Selected passage:
The invention relates to a chuck and a method for suction and holding a wafer by said chuck, wherein the chuck comprises: a flat top face being subdivided into several suction segments, wherein the suction segments are each configured for suctioning a fluid; and a bottom face. The method comprises the steps: bringing, within a fluid, wafer and top face of the chuck into vicinity such that two or more of the suction segments are covered, at least loosely covered, by the wafer; choosing, from the suction segments not yet been activated, a suction segment having a minimal distance to the wafer; activating the suction segment chosen in the previous step; once the wafer in the area of the last-activated suction segment tightly touches the top face of the chuck and as long as at least one suction segment is not yet activated: repeating the foregoing steps.

Claims

exact text as granted — not AI-modified
1 . A chuck for suction and holding a wafer, comprising a flat top face being subdivided into several suction segments, wherein the suction segments are each configured for suctioning a fluid; and a bottom face,
 wherein:   the top face is configured for being brought, within a fluid, into vicinity with a wafer such that two or more of the suction segments are covered, at least loosely covered, by the wafer; and   each of the suction segments is separately activatable, wherein   a cascade connection is provided which has an inlet configured for being supplied with vacuum and which is connected to the suction segments in order to separately activate the suction segments wherein the cascade connection is configured to apply an additional vacuum to stably hold the wafer.

(Entries on locating named things)
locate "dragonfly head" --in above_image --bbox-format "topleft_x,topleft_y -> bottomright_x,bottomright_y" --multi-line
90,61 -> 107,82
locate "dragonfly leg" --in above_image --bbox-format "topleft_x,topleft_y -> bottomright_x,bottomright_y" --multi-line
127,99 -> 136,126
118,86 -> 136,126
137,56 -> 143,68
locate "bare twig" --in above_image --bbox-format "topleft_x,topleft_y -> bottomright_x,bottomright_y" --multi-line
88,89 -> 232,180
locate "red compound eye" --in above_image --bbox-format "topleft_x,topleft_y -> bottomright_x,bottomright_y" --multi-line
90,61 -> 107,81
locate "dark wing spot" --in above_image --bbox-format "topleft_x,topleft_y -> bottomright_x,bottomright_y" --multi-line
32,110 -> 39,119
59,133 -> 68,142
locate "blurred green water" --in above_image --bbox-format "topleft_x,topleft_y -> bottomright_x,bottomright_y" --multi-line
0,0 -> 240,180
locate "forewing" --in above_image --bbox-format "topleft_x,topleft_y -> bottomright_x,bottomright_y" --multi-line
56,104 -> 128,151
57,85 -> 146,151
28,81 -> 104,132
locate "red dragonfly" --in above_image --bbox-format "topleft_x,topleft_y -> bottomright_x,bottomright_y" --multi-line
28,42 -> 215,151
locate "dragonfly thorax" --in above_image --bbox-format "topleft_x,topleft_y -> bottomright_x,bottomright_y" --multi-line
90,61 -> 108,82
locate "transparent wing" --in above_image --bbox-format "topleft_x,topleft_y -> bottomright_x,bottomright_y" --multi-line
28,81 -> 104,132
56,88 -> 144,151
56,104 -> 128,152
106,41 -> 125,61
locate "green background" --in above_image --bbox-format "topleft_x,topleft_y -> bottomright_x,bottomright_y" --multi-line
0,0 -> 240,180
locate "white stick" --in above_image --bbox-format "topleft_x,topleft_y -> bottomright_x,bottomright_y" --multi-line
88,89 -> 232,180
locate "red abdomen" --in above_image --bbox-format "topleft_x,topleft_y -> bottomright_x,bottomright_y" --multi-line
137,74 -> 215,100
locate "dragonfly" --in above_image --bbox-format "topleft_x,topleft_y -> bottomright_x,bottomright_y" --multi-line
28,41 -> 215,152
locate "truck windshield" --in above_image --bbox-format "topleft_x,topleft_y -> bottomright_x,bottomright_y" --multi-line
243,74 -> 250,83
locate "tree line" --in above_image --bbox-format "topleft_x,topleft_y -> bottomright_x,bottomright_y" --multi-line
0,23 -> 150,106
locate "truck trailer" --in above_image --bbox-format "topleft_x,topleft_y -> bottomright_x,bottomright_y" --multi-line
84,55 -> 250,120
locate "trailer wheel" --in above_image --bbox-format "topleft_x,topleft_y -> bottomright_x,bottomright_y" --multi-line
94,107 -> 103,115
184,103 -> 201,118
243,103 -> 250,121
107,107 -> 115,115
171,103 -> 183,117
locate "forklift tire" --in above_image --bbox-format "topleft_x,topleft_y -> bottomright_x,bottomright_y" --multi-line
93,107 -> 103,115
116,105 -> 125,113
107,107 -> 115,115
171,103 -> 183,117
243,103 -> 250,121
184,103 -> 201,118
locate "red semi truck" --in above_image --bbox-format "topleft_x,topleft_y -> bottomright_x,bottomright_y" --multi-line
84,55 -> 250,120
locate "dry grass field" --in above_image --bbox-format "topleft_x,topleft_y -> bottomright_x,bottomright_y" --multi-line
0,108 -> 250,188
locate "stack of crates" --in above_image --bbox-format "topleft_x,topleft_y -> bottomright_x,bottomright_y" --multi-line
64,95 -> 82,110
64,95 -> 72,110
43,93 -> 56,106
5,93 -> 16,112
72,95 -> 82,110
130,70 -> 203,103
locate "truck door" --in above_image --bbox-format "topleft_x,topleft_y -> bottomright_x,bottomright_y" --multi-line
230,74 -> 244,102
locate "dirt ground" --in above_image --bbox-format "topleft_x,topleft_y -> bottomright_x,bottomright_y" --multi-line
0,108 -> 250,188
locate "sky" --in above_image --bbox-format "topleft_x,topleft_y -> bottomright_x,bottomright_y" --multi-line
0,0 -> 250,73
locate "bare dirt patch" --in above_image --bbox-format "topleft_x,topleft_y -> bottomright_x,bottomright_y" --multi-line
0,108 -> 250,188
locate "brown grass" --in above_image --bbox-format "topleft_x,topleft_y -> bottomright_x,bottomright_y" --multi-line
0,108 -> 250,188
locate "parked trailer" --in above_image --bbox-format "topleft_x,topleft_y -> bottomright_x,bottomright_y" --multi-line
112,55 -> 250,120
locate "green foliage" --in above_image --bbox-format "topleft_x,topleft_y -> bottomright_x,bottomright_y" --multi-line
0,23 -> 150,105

Task goal: In the wafer chuck text, repeat word for word the part starting with "The invention relates" and going on through "the foregoing steps.".

Solution to this task:
The invention relates to a chuck and a method for suction and holding a wafer by said chuck, wherein the chuck comprises: a flat top face being subdivided into several suction segments, wherein the suction segments are each configured for suctioning a fluid; and a bottom face. The method comprises the steps: bringing, within a fluid, wafer and top face of the chuck into vicinity such that two or more of the suction segments are covered, at least loosely covered, by the wafer; choosing, from the suction segments not yet been activated, a suction segment having a minimal distance to the wafer; activating the suction segment chosen in the previous step; once the wafer in the area of the last-activated suction segment tightly touches the top face of the chuck and as long as at least one suction segment is not yet activated: repeating the foregoing steps.